PASSAGE SHOWN.
# DD - Contract Violations



## DriverMark (Jan 22, 2018)

Had my first one early in the month. I calc it was 105 deliveries so, so it should be rolling off. And I was late, PandaExpress screwed me. Lesson learned - unassigned if going to get to restuarant > 5 min past eta time. Note: I still delivered to customer on time. Which was in my rebuttal.

2nd I got earlier this week. Disputed as the food was delivered and to the address I was given. I think this was a pure algorithm slap. Something happened while doing my complete order steps and it ended up just closing our something. Either phone lagged, I fat figured something (shrug). The slap came very fast.

And I'm wondering now, because DD says "our team will review and your comments" ..... but I've never heard from them in either case. So thinking it's just pure algorithm.

Anyone gotten slapped further? Suspended? Deactivated?


----------



## Uberdriver2710 (Jul 15, 2015)

Panda Express is an insta-decline for me. The line gets way too long.

Always blacklist restaurants that slow you down. You're a driver, not a waiter.


----------



## Timlee252525 (Apr 14, 2020)

Uberdriver2710 said:


> Panda Express is an insta-decline for me. The line gets way too long.
> 
> Always blacklist restaurants that slow you down. You're a driver, not a waiter.


How do you blacklist restaurants on the apps?

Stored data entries
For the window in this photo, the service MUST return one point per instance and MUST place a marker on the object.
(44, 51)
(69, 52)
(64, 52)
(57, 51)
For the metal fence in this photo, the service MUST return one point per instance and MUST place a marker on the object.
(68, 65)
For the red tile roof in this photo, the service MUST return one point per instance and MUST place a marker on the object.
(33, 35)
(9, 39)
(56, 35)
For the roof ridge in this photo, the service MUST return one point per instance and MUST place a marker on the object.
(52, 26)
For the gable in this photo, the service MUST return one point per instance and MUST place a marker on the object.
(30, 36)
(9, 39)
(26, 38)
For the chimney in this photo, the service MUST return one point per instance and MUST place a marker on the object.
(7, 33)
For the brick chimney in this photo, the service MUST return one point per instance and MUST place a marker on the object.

THE PROBLEM.
In the forum thread, which restaurant does Uberdriver2710 always decline, and for what stated reason? The material is not needed for this work.

CORRECT ANSWER.
Panda Express, because the line gets way too long.